So here’s how you can find information if you’re using stage level scheduling. So here’s the executors page on the UI for Spark. So here, I’ve created executors with two cores, one GPU, and allow two tasks per GPU. You’ll see here, there’s a “show additional metrics” twisty, and you can select resources and resource profile ID. And then you can see what resource profile is associated with each of your executors. And then you can also go to the environment page, and here it’ll show you details of what resources and requirements are associated with that resource profile. So here we have profile ID zero, which is actually just the default profile. So you’re always going to have this one, and it just matches the configs that you specified when you launched your application. And so you’ll see the executive requirements and the task requirements.
So on the API side, so this is the skull interface. So we import our executive resource requests, our resource profile builder and our task resource requests. The resource profile builder is the main thing that you’re going to start with, and that allows you to build up the executor and task requirements you want for the RDDs, for instance. And this is a mutable thing, so you can change it multiple times if you need to. So in this example, I created a new resource profile builder. I created a new executive resource request and a new task resource request. Then here, I’m specifying the executor requirements. So I’m saying I want each executor to have four cores, six gigs of memory, and two gigs of overhead, as well as two GPUs each. And then I’m saying each task requires four CPUs and two GPUs. So basically I can run one task on each of these executors.

*****

Resume the Spark stage-level scheduling walkthrough, starting right after its last sentence.

*****

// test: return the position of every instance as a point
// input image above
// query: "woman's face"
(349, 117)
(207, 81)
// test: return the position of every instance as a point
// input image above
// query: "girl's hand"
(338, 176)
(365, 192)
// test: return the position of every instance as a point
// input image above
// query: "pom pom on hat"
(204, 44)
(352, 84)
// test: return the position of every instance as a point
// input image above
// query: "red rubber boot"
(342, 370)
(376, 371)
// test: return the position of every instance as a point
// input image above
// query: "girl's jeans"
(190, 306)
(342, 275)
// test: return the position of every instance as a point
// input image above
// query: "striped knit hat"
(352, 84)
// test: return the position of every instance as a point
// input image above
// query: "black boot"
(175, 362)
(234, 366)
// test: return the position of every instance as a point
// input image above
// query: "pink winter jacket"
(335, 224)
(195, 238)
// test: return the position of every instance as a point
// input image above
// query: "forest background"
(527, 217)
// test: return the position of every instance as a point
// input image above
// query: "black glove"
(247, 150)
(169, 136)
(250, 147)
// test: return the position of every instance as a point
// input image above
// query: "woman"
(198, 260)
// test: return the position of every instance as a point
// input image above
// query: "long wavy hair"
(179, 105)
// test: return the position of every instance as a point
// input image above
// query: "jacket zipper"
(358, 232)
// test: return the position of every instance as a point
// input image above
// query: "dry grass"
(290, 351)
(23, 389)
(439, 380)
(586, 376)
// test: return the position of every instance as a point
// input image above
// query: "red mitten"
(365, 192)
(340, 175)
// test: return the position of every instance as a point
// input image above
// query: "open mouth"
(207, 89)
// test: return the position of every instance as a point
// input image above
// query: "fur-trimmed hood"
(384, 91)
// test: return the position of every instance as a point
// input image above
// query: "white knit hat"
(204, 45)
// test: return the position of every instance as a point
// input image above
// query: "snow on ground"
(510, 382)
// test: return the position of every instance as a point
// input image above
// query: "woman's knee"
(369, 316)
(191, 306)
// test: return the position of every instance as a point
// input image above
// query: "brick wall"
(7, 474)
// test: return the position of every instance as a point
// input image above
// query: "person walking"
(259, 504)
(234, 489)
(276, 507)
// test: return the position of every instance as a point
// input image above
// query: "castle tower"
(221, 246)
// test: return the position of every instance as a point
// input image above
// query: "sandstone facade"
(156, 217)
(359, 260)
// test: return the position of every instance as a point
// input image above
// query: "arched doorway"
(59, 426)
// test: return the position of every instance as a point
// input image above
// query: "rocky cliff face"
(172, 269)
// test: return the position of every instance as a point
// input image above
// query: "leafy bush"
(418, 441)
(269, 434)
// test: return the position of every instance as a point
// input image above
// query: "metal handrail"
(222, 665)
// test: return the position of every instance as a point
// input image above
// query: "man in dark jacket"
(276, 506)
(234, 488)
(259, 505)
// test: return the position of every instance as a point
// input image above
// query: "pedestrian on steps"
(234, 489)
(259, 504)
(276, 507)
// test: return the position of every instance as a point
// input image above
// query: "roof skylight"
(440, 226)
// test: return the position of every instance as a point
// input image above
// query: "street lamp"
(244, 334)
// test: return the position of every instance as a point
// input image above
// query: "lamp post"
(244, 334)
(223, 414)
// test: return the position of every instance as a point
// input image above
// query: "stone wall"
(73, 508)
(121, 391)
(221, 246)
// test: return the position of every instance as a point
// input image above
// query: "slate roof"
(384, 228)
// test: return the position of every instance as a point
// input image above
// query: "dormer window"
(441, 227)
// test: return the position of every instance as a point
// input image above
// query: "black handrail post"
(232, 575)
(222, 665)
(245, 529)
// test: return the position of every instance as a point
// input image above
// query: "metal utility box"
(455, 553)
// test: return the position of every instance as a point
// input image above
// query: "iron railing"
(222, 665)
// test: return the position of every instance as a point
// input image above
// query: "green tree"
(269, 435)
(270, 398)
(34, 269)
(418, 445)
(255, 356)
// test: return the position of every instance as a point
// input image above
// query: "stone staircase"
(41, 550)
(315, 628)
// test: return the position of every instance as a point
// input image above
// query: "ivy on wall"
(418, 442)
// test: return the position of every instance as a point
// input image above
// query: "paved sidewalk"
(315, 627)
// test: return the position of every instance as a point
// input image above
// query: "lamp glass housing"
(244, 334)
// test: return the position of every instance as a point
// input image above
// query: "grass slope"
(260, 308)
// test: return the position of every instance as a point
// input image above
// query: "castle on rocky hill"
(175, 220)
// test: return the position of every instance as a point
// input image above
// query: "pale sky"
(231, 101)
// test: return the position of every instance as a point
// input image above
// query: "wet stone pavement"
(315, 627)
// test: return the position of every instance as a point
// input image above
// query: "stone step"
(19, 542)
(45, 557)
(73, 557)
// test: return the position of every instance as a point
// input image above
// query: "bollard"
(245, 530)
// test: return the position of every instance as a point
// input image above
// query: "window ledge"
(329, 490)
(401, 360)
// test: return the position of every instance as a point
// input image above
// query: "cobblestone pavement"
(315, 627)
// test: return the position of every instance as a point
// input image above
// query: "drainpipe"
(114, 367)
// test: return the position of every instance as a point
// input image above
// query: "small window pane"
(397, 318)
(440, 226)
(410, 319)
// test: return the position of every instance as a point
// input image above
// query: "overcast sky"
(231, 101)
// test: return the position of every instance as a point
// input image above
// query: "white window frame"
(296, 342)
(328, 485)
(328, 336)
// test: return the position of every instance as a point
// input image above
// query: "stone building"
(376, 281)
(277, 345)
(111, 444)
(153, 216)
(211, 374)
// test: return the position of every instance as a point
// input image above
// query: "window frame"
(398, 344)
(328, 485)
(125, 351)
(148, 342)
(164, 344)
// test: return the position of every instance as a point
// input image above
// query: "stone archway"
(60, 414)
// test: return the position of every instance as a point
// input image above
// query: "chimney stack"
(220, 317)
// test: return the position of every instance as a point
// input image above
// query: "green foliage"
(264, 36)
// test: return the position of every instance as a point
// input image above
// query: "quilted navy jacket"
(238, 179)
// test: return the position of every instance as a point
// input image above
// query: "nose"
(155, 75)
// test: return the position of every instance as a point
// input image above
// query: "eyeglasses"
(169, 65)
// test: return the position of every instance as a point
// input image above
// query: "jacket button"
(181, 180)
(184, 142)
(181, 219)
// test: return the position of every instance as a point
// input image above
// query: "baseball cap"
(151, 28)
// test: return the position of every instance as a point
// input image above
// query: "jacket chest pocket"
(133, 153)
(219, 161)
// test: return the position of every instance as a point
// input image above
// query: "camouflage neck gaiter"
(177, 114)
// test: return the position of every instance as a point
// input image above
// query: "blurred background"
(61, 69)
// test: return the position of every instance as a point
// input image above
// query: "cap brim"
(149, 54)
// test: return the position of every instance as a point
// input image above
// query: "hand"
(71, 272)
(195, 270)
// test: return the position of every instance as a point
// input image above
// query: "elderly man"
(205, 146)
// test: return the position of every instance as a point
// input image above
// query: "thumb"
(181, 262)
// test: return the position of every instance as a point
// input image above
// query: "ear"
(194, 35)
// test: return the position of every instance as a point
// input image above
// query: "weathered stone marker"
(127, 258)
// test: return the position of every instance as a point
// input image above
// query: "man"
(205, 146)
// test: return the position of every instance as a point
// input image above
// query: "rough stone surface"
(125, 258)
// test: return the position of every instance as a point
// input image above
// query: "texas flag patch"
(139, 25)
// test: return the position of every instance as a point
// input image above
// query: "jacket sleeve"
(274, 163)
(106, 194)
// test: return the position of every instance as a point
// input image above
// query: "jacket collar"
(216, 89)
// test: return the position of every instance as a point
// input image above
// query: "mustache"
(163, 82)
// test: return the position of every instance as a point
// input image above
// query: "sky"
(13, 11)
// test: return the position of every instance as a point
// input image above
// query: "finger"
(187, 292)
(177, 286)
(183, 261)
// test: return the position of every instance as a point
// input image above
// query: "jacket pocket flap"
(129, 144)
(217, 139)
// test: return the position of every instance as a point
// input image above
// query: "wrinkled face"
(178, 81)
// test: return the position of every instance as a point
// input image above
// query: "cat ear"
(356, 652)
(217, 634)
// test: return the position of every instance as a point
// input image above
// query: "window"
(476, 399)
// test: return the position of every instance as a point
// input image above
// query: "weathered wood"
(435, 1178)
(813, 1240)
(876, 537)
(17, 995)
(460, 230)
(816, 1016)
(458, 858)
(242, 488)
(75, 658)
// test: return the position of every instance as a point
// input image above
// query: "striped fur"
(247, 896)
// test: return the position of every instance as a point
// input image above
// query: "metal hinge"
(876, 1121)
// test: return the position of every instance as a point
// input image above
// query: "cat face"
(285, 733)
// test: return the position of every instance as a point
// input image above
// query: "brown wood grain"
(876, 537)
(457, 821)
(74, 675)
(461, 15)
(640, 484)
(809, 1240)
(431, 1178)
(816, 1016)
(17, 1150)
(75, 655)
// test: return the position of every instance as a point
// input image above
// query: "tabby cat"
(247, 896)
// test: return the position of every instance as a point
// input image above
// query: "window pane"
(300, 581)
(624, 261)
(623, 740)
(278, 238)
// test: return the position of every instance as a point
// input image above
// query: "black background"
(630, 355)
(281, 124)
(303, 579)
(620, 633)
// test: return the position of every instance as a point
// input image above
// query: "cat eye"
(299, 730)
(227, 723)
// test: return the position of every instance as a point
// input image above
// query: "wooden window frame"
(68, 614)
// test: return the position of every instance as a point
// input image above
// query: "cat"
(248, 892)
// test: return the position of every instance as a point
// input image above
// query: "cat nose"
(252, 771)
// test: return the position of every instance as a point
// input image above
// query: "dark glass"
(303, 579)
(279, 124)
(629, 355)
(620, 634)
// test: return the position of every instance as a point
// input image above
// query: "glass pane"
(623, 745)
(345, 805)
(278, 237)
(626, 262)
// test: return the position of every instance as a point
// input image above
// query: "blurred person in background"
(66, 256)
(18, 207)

*****

- _Answer to this task_:
So then I say the resource profile builder requires the executor requirements and then the task requests, and then I build it. So once I’ve built it, I get a resource profile out, and that resource profile can be associated with the RDD using the width of resources API. And at that point, Spark will know that whenever this RDD is executed, I need to get containers that match that resource profile. So in this example here, I’m doing an ML map partitions over the data where I’d feed that data to ML and get the results. So at that point, when the collect is executed is when Spark would go off and get new containers if it needs them.
So here’s a screenshot after I’ve used the resource profile ID. So if you look at the resource profile ID column there, you’ll see that it got two new executors with resource profile ID one. It has four cores and two GPUs. So it matches what I requested. And then again, if you look at the environments page, you’ll see the mapping of the resource profile ID one to the actual resources that I requested. So some further API. So if you just want to see what your builder has or what’s associated with your RDD, there are APIs to do that, right? This top one’s the resource profile builder, and it’s showing you the executor and task resources associated with it. And then I had this ML RDD, or you can use “get resource profile,” and we’ll show you any profile associated with an RDD. So in this case, this is profile ID one, and then it has all the associated resources.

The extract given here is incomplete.